(THE INPUT):
**********
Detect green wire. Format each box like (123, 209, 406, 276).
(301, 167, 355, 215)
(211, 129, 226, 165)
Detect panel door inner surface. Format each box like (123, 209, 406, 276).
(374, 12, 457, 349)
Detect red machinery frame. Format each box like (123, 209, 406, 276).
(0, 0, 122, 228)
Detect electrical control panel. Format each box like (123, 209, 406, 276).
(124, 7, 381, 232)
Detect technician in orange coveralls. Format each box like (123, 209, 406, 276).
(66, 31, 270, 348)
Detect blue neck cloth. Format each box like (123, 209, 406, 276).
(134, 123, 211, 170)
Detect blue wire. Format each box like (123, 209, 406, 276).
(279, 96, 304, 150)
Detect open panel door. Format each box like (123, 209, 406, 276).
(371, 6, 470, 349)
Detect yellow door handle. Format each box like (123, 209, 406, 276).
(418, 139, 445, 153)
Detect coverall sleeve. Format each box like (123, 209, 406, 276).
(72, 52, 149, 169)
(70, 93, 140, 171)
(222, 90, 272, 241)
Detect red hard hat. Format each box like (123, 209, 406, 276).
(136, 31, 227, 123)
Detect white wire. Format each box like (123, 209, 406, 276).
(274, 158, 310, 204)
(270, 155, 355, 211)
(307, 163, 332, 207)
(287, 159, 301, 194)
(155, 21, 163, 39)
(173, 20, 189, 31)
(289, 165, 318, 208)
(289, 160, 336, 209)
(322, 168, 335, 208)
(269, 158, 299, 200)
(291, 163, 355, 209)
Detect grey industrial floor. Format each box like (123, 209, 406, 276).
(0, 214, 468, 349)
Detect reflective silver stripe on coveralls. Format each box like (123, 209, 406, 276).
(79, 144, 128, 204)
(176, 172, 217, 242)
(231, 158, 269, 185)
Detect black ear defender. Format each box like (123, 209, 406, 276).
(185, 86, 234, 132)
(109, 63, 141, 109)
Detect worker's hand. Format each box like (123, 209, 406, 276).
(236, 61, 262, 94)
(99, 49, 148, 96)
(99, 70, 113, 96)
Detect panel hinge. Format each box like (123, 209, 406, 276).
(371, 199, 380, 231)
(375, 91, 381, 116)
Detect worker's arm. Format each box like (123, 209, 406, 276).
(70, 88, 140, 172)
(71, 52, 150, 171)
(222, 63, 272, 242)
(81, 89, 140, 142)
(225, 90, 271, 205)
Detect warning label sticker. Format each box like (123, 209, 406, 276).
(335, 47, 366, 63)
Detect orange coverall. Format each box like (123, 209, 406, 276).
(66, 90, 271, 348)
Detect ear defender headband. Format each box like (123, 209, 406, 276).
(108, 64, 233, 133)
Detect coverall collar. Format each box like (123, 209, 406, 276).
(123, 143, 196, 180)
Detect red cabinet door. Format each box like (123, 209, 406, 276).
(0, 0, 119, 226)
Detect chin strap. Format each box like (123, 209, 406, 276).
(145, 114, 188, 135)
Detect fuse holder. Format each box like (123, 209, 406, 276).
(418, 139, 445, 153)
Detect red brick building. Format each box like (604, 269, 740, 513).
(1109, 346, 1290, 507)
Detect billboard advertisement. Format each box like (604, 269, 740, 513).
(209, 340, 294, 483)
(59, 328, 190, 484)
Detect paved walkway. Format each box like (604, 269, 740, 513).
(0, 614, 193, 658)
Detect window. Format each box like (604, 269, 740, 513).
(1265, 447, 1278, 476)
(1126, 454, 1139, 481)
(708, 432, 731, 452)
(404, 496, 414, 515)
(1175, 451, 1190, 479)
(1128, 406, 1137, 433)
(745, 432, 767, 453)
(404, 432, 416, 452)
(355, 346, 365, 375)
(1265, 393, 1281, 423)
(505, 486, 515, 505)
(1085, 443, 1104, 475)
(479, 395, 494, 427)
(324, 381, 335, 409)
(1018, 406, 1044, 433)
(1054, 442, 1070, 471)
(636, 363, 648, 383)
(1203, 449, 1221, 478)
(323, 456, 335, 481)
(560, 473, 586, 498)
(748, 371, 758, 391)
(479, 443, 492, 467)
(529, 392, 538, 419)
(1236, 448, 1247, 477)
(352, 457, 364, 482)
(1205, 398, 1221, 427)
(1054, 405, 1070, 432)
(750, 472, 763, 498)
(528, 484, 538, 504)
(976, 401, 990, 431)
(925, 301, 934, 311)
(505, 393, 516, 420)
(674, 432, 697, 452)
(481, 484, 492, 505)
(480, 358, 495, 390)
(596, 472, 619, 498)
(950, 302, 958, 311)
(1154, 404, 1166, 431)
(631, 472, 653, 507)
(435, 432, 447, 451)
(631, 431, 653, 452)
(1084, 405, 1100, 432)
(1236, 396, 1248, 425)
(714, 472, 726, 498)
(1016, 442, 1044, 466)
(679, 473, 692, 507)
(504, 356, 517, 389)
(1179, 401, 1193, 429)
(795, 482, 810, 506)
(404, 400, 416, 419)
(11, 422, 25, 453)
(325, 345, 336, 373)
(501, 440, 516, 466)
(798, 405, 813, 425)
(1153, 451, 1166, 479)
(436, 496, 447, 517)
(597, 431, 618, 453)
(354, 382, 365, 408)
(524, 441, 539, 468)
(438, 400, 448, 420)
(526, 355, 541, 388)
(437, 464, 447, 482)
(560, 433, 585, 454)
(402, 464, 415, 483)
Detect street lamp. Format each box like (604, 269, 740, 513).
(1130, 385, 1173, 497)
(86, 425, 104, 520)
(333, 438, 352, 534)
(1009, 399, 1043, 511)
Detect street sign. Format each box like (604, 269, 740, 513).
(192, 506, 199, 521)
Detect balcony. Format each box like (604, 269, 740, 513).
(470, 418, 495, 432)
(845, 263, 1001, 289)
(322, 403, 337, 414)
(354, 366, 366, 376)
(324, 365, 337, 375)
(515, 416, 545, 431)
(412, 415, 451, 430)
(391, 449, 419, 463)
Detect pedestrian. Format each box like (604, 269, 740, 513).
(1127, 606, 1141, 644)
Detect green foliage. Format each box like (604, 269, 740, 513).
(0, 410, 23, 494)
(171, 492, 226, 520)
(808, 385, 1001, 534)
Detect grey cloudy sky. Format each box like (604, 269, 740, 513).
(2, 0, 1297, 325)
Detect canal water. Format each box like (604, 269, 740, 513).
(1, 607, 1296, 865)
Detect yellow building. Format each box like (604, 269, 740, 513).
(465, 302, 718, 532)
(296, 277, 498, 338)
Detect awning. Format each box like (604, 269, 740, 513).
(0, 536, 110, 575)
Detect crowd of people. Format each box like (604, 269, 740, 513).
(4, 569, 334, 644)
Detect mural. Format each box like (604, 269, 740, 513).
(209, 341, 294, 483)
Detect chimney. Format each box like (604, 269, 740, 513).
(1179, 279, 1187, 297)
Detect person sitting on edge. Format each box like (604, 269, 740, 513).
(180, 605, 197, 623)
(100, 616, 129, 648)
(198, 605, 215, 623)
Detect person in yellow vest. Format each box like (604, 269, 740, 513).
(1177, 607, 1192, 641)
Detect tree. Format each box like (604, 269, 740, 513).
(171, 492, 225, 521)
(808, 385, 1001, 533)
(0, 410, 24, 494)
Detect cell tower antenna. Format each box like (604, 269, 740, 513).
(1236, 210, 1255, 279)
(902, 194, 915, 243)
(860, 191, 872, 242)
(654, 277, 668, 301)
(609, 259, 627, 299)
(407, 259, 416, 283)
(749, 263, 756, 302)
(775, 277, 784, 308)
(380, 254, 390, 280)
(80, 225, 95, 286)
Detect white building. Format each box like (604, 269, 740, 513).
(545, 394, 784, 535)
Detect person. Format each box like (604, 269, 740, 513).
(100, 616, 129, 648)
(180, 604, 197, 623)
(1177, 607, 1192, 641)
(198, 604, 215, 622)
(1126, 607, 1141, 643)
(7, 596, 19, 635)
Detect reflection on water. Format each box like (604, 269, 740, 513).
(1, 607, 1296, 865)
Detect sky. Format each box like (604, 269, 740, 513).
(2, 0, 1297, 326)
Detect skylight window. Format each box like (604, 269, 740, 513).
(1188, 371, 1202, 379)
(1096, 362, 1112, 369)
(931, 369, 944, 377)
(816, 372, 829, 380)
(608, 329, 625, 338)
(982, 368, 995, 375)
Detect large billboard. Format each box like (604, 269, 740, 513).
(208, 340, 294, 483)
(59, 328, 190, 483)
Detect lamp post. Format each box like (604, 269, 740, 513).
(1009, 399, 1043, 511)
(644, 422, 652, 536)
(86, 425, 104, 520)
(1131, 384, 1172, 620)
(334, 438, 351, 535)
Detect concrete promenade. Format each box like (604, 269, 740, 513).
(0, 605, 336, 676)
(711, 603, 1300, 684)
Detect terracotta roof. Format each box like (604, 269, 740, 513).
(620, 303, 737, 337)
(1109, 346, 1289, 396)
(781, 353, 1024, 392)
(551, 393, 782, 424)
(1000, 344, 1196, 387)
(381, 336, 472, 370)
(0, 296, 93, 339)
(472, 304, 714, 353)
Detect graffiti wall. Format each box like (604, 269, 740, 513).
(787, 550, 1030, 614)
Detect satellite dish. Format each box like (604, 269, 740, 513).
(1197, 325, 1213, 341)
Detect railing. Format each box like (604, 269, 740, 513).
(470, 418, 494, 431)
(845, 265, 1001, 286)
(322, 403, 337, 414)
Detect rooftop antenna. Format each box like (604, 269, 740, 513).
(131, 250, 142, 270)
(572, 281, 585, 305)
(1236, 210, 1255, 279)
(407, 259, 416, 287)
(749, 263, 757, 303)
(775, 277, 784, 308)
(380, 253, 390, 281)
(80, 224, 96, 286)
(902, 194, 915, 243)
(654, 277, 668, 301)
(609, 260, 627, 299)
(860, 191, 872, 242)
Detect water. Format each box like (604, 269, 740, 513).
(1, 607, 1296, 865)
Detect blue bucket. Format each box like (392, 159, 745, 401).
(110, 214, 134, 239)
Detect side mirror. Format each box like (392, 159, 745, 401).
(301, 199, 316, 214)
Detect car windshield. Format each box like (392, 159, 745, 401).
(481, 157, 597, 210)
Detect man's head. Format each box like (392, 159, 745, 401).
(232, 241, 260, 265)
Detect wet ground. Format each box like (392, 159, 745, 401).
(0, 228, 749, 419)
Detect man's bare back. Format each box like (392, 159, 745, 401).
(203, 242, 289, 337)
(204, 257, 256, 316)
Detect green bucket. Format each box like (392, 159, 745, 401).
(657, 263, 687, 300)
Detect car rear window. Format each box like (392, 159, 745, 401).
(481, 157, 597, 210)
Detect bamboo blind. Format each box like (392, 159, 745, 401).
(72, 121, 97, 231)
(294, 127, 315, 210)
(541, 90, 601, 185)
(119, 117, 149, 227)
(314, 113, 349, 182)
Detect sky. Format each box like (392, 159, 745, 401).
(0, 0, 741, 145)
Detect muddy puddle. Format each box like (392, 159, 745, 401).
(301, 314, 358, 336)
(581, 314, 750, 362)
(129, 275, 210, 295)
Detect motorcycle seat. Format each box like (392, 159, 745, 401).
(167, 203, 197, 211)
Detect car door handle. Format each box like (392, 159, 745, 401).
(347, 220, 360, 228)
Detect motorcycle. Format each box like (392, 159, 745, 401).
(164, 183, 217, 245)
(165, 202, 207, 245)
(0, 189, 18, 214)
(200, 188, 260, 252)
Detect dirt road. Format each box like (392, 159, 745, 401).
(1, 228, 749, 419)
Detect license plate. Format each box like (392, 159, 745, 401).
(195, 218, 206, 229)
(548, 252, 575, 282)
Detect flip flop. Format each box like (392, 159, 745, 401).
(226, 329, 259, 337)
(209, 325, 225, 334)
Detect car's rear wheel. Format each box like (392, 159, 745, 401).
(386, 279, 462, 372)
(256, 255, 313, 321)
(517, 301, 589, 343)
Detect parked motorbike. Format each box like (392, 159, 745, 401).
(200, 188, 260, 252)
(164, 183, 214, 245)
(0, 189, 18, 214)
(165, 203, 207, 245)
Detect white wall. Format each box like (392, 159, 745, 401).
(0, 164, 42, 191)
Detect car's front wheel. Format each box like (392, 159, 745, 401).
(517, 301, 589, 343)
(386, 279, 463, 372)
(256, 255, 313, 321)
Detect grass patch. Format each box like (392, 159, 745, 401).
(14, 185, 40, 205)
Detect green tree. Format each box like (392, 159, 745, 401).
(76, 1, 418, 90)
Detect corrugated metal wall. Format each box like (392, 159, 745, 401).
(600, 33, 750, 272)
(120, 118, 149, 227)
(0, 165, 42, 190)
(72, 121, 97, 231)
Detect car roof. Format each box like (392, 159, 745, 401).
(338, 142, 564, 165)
**********
Lines before the one containing "Detect motorcycle seat." are left out. Repeat that line and all lines after it in the records above exactly.

(SOLUTION TO THIS TASK):
Detect motorcycle seat. Format each box like (392, 159, 745, 401).
(167, 203, 197, 211)
Detect car door handle. Format each box like (392, 159, 745, 401).
(347, 220, 360, 228)
Detect motorcycle. Format each box like (392, 159, 745, 401).
(164, 183, 217, 245)
(165, 202, 207, 245)
(0, 189, 18, 214)
(200, 188, 260, 252)
Detect dirt road. Format each box like (392, 159, 745, 401).
(1, 228, 749, 419)
Detect license plate. Format each box like (392, 159, 745, 401).
(195, 218, 206, 229)
(548, 252, 575, 282)
Detect flip flop. Format each box like (392, 159, 745, 401).
(226, 329, 259, 337)
(209, 325, 225, 334)
Detect car's rear wheel. Format each box like (392, 159, 745, 401).
(386, 279, 462, 372)
(256, 255, 313, 321)
(517, 301, 589, 343)
Detect parked motorbike. Format each box like (392, 159, 745, 401).
(200, 188, 260, 252)
(164, 183, 214, 245)
(0, 189, 18, 214)
(165, 203, 207, 245)
Detect white wall. Format each box like (392, 159, 745, 401).
(0, 164, 42, 191)
Detect car's front wheel. Format each box like (392, 159, 745, 401).
(517, 301, 589, 343)
(386, 279, 463, 372)
(256, 255, 313, 321)
Detect grass patch. Format each box like (392, 159, 745, 401).
(14, 185, 40, 205)
Detect green tree. Format each box like (392, 159, 745, 401).
(76, 1, 418, 90)
Detect corrugated metal wall. Format each box like (392, 159, 745, 401).
(600, 33, 750, 272)
(120, 118, 149, 227)
(0, 165, 42, 190)
(72, 121, 97, 231)
Detect car roof. Format each box like (392, 159, 745, 401).
(338, 142, 564, 165)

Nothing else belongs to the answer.